▶ Written exercise: Resume the excerpt on Latino-owned businesses and the formal financial markets, picking up right after its final sentence.

According to the FDIC report, “80.2 percent of unbanked households had no mainstream credit, compared with 21.9 percent of underbanked households and 14.1 percent of fully banked households. Differences by race and ethnicity were substantial: 36.0 percent of Black households and 31.5 percent of Hispanic households had no mainstream credit, compared with 14.4 percent of White households” (p. 10).
Participation of Latino-Owned Firms in the Financial Markets
An ongoing research project at the Julian Samora Research Institute analyzed data published by the U.S. Bureau of the Census Economic Census from 1992 to 2012 that included the number of Latino firms and their annual sales and receipts. The analysis also included the major national cities with a large concentration of LOBs. Data from the U.S. Survey of Entrepreneurs for 2014, 2015, and 2016, for firms with employees, includes the financial sources start-up firms use to fund their initial operations, the sources and amounts required for their operations, and the reasons Latino firms are reluctant to participate in the formal financial markets. While these data sets contain data for many racial and ethnic groups, the JSRI research project extracted data only for Hispanic, Equally Hispanic-Non Hispanic, and White-owned businesses to make comparisons among these three groups.
In recent years, Latino households in general and LOBs in particular have experienced increasing access to the formal financial markets. This is evident through a percentage growth of the financial services they are utilizing in their daily activities and business operations. As shown in Table 1, the percentage growth for all financial services is remarkable. There is a significant difference in the growth between Latinos and non-Latinos in the use of these services. Table 1 shows the impressive gains Latinos have made in the use of all standard products, especially in opening Checking and Savings accounts (61%), 529 accounts (59%) giving high importance to the education of their children, and 401K accounts (57%) to support their retirement income.

▶ Record excerpts:

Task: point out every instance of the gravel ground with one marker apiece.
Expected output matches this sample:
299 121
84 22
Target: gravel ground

▶ Answer below:
Table 1. Percentage Growth of Financial Services Users by Ethnic Group, 2012-2017
The most important constraint LOBs with small operations face is the lack of access to credit in the formal financial market. Researchers agree that there are external and internal reasons as to why LOBs cannot access credit in these markets, which have made LOBs reluctant to seek bank loans and look for alternative funding sources. The JSRI research project, like others, found that LOBs rely on their own savings, loans from close and extended family members, credit from suppliers, short-term loans from informal lenders, and personal credit cards to fund their business operations.
The study also found the following reasons Latinos do not use formal lenders: 1) Culturally, LOB managers are reluctant to assume debt and to take financial risks; 2) They deal with language barriers and low educational attainment levels; 3) They lack previous business experience; 4) They lack a well-developed business plan, which should include the required financial statements; 5) They lack well-developed business networks; 6) They have low personal and/or business credit scores; and 7) They do not have the necessary collateral to support the loans.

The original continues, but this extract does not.